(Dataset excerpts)

+ + + + +

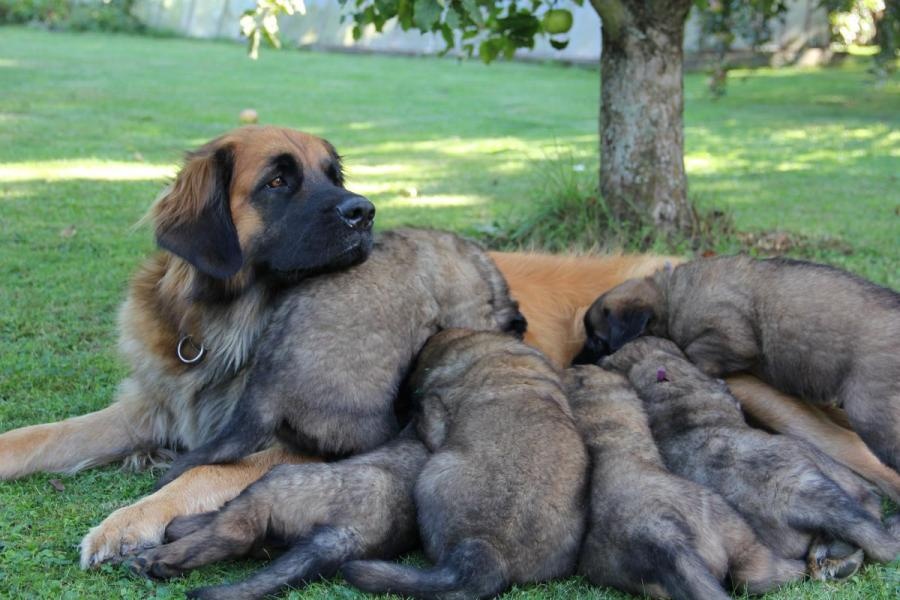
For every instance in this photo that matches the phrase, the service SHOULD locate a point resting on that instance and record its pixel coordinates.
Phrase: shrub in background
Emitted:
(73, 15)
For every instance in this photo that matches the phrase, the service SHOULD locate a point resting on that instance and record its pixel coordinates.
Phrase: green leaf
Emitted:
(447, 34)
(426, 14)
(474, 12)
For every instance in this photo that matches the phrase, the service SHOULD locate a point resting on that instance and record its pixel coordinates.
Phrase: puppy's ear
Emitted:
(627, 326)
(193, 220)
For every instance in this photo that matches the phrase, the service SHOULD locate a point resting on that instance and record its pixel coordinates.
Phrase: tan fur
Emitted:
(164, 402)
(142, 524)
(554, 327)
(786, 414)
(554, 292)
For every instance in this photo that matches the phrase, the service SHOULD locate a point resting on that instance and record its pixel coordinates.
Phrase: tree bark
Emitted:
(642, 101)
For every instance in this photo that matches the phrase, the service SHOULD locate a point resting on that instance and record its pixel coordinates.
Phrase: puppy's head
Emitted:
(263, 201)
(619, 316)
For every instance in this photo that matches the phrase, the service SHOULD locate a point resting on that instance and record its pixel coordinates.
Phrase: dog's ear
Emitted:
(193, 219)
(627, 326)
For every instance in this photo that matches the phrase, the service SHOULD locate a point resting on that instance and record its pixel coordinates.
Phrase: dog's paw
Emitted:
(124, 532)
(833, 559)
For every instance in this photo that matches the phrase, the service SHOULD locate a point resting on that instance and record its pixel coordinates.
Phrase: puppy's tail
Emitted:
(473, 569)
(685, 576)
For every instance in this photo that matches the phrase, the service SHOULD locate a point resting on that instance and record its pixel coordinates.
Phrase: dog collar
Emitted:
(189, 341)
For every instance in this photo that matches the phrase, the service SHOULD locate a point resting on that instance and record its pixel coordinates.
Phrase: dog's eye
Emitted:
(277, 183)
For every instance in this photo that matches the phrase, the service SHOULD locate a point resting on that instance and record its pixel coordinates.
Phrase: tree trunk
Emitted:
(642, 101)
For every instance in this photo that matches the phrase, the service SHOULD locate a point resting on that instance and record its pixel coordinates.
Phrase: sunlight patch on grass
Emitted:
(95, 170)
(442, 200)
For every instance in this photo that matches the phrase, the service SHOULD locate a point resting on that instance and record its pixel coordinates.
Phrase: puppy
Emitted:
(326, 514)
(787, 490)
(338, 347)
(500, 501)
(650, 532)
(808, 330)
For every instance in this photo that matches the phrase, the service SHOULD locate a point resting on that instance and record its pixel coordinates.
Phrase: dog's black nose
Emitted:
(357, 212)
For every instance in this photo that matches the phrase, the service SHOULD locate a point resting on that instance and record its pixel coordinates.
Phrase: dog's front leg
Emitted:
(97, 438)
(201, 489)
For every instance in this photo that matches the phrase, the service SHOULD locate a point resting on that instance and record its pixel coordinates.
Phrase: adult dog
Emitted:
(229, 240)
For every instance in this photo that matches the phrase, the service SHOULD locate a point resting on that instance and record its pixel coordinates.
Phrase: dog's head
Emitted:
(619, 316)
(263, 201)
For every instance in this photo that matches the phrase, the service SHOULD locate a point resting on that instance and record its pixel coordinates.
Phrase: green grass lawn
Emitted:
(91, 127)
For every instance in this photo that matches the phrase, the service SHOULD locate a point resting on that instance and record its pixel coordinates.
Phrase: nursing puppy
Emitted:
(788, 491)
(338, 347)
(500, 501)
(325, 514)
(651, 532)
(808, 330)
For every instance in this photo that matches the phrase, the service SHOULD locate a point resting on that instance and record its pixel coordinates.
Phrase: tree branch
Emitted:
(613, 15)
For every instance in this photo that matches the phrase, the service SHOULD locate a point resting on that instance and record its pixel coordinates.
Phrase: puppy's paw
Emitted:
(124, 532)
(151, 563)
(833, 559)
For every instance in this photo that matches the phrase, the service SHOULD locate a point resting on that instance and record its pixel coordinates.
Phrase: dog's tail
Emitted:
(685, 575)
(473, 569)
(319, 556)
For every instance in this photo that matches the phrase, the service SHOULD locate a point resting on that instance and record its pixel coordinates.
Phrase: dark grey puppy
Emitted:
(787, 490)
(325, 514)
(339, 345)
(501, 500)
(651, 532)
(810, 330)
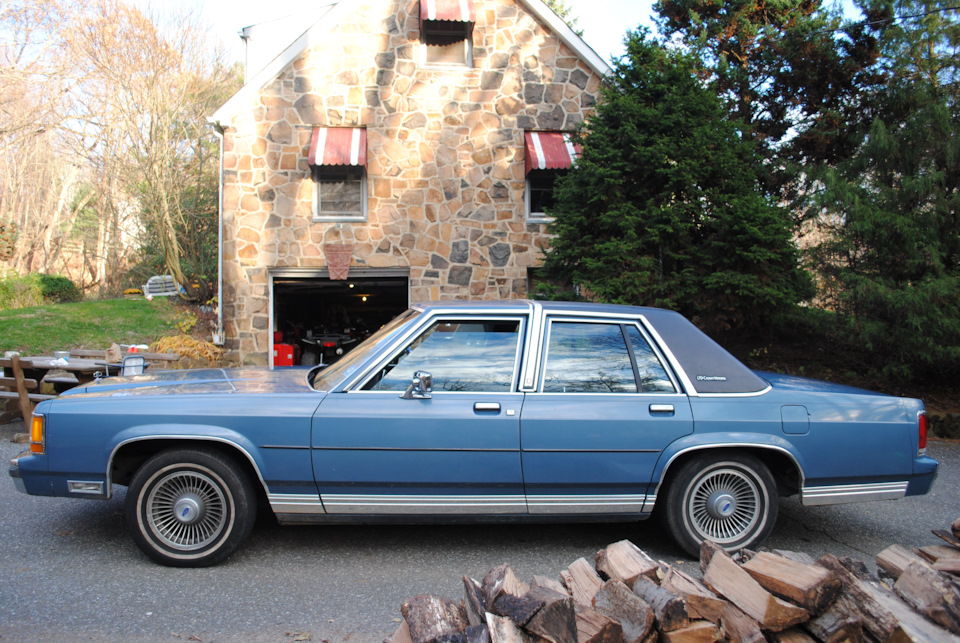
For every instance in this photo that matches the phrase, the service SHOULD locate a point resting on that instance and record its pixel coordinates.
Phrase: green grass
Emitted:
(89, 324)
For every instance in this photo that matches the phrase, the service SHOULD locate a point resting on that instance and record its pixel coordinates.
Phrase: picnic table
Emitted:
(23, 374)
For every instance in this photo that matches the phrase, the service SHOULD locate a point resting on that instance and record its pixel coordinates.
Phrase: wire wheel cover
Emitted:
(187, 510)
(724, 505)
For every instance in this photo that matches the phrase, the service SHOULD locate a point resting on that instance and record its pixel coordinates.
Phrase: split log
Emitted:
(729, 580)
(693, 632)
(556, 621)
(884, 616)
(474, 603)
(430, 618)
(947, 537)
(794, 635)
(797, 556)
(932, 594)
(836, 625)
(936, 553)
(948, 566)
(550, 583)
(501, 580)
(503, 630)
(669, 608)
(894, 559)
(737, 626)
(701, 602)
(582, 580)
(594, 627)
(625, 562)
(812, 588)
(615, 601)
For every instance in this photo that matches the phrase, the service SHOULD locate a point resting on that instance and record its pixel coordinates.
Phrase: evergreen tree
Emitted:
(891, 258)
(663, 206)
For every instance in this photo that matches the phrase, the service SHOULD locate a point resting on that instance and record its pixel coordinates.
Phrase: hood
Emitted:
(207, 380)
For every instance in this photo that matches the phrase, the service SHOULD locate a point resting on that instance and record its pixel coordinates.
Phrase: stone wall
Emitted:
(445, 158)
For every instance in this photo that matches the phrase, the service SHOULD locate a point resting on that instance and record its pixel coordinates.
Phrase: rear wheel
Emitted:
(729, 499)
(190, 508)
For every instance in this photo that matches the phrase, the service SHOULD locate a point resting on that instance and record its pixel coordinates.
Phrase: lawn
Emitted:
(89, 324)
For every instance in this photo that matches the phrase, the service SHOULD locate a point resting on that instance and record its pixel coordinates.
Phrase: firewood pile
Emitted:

+ + + + +

*DESCRIPTION OF THE TASK*
Look at each line above and note whether it holds the word "tail". Report how many do, as the number only.

*OUTPUT FOR THIS TASK*
2